● INSTRUCTIONS:
1) Using the article on the vending machine petition, say whether each statement agrees with it. Answer yes or no for each, and quote the deciding words of the article.
(a) The proposed vending machine would be placed in Plemmons Student Union.
(b) The group's first petition for the vending machine reached 615 signatures.
(c) Megha Bali is the president of PPGA.
2) Reproduce word for word the part of the article on the vending machine petition that opens with the words containing "The proposed vending" and closes with "reached 327 signatures.".

PAGE EXTRACT Start Marker

Student club petitions for menstrual, contraceptive product vending machines

Siri Patterson, Managing Editor

Planned Parenthood Generation Action created a petition in 2021 to get a vending machine with reproductive health products, which is now only a few hundred signatures away from their goal. 

The proposed vending machine would be placed in Plemmons Student Union and provide products like condoms, menstrual products, pregnancy tests, ibuprofen and Plan B at a discounted price. 

Megha Bali, the president of PPGA, said the machine could help break down barriers to access that students face. 

“This vending machine will provide more accessibility to not only our student body but also to our community,” Bali said. “We want to provide a guilt-free, safe and private way for individuals to get what they need without the need for a conversation that might restrict that.”

The current petition has reached 615 signatures as of Sept. 26, Bali said. This is the second petition the group has created for the vending machine, the first having reached 327 signatures.

PAGE EXTRACT End Marker
PROVIDED INFORMATION Start Marker

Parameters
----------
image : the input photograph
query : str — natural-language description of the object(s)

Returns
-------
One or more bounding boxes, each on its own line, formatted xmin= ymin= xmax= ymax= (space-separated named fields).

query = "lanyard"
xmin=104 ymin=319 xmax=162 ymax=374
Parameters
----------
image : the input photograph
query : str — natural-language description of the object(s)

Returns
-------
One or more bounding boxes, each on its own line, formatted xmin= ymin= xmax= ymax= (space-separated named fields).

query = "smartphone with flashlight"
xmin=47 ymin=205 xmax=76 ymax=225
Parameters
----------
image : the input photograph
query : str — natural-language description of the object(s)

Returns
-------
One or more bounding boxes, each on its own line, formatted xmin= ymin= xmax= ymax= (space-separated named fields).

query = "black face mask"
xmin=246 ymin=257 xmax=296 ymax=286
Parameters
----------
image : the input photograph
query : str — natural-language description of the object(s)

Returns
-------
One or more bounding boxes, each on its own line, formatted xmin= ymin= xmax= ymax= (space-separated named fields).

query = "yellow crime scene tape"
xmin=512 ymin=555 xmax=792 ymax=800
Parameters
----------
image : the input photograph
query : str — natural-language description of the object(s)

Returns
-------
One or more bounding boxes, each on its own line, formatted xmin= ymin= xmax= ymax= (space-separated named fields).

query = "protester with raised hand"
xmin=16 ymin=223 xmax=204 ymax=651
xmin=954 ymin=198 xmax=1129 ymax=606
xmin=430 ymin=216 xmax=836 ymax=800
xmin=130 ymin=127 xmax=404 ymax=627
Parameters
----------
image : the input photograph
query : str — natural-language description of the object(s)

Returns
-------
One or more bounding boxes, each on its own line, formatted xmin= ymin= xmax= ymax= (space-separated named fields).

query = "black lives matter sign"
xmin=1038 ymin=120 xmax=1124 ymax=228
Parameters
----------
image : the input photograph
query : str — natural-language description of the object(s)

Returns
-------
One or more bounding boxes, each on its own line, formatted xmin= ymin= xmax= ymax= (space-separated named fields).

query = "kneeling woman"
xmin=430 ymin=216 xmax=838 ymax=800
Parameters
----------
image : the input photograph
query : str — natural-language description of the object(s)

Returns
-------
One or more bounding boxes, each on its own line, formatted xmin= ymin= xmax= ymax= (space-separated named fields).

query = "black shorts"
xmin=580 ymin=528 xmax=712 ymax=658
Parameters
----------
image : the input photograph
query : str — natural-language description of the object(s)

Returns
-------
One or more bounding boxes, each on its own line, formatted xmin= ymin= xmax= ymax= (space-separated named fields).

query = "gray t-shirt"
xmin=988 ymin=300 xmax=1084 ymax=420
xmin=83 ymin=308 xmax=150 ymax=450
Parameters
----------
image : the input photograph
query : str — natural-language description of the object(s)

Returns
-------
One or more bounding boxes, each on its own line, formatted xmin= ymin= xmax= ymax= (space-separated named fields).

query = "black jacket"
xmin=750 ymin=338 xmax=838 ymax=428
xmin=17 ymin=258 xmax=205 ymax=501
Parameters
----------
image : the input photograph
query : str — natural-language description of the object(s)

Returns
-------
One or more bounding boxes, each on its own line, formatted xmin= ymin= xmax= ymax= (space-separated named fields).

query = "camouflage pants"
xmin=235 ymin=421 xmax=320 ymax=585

PROVIDED INFORMATION End Marker

● ANSWERS IN ORDER:
1)
(a) Yes: "The proposed vending machine would be placed in Plemmons Student Union"
(b) No: "the first having reached 327 signatures"
(c) Yes: "Megha Bali, the president of PPGA"

2)
The proposed vending machine would be placed in Plemmons Student Union and provide products like condoms, menstrual products, pregnancy tests, ibuprofen and Plan B at a discounted price. 

Megha Bali, the president of PPGA, said the machine could help break down barriers to access that students face. 

“This vending machine will provide more accessibility to not only our student body but also to our community,” Bali said. “We want to provide a guilt-free, safe and private way for individuals to get what they need without the need for a conversation that might restrict that.”

The current petition has reached 615 signatures as of Sept. 26, Bali said. This is the second petition the group has created for the vending machine, the first having reached 327 signatures.